What is expected>
For this exercise, transcribe all the records below exactly.

Excerpted data>
☆ ☆ ☆

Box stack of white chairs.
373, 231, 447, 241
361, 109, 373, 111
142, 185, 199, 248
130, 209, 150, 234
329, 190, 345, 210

☆ ☆ ☆

Solution to the problem>
Box stack of white chairs.
373, 231, 447, 241
361, 109, 373, 111
142, 185, 199, 248
130, 209, 150, 234
329, 190, 345, 210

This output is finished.